Short exercise 1 >> In the text on public campaign financing, how much money did Milligan's opponent have to spend?
Short exercise 2 >> Set down word for word the part of the text on public campaign financing starting with "The cause of" and going on through "than liberals are.".

Source >>
Bob Milligan was such an extreme underdog that he struggled even to raise the qualifying threshold of $100,000. His opponent, meanwhile, had $1.3 million to spend. "He was extraordinarily overconfident," Milligan recalls. "He gave me no chance at all. But neither did anybody else. That's why it was so hard to raise money."

The cause of public financing is generally promoted by Democratic progressives (formerly known as liberals), whose candidates are typically outspent by big-money Republicans. But Milligan's victory illustrates that conservative groups and Republican candidates might benefit as much or more. The key to qualifying for the public funds is grass-roots organizing – the ability to collect small contributions from a large number of people. In many locales, conservative groups like the Christian Coalition are far better prepared for that chore than liberals are.

The larger point is that public financing doesn't eliminate the power of corporations and other big donors, but at least it does give challengers a viable chance to enter the race and be heard. Since Republicans typically raise more campaign money than Democrats or independents, it's not surprising that Republicans are generally opposed to the idea of public subsidies for campaigning. So are the powerful economic interests that now dominate our politics. In Florida, there's a continuing effort under way to gut or repeal the new reform system.

Records from a collection:
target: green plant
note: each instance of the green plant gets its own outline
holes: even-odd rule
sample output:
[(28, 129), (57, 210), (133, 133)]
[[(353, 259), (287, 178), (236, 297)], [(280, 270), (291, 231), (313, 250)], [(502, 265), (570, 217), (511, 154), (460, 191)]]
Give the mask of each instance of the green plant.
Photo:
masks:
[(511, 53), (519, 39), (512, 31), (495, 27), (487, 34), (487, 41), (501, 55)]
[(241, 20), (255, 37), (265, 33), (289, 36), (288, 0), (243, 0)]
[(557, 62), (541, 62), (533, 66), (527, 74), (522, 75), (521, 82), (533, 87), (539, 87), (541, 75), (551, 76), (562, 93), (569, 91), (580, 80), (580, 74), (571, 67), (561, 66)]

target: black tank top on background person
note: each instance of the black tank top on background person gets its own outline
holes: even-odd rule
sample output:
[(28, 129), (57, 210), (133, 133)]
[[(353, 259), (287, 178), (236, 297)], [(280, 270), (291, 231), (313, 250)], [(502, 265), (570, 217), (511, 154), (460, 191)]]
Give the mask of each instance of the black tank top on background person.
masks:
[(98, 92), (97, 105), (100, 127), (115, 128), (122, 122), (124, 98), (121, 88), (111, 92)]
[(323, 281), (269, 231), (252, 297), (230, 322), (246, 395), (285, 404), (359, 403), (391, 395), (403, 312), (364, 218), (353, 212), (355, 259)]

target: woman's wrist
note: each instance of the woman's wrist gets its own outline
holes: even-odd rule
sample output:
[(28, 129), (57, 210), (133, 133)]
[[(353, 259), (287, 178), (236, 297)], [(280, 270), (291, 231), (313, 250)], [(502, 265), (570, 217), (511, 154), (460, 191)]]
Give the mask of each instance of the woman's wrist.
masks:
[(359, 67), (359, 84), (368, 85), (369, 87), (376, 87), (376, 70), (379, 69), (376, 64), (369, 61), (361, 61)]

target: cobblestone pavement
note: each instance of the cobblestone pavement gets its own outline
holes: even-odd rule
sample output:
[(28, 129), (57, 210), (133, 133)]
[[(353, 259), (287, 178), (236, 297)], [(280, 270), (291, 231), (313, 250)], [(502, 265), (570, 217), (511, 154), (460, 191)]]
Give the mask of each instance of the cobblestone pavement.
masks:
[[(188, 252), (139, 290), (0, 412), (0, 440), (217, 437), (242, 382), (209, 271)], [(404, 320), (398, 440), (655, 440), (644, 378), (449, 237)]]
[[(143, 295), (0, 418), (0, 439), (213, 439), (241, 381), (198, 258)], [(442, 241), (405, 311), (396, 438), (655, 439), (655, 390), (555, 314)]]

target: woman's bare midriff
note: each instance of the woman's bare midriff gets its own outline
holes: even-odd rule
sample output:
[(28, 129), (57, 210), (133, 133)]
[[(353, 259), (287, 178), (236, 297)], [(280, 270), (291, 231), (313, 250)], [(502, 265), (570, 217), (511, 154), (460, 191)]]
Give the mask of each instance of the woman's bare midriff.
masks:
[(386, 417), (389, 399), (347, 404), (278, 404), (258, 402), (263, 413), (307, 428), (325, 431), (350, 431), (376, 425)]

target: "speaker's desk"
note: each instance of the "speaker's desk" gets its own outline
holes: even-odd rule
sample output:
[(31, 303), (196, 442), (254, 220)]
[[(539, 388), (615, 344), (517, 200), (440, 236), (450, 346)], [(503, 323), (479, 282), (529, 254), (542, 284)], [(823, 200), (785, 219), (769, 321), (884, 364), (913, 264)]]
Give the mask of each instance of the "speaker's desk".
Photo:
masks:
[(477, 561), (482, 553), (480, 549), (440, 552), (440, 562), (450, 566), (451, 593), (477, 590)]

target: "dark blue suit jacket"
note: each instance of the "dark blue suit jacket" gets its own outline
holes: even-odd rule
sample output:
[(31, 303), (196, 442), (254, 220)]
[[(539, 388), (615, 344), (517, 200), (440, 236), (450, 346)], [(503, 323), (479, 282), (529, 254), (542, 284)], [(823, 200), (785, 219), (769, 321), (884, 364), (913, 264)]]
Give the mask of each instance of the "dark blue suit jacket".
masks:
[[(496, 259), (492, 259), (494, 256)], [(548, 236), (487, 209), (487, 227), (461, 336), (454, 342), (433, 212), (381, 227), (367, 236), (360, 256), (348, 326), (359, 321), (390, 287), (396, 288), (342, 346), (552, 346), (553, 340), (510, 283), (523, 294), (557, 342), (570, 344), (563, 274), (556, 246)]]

Right answer 1 >> $1.3 million

Right answer 2 >>
The cause of public financing is generally promoted by Democratic progressives (formerly known as liberals), whose candidates are typically outspent by big-money Republicans. But Milligan's victory illustrates that conservative groups and Republican candidates might benefit as much or more. The key to qualifying for the public funds is grass-roots organizing – the ability to collect small contributions from a large number of people. In many locales, conservative groups like the Christian Coalition are far better prepared for that chore than liberals are.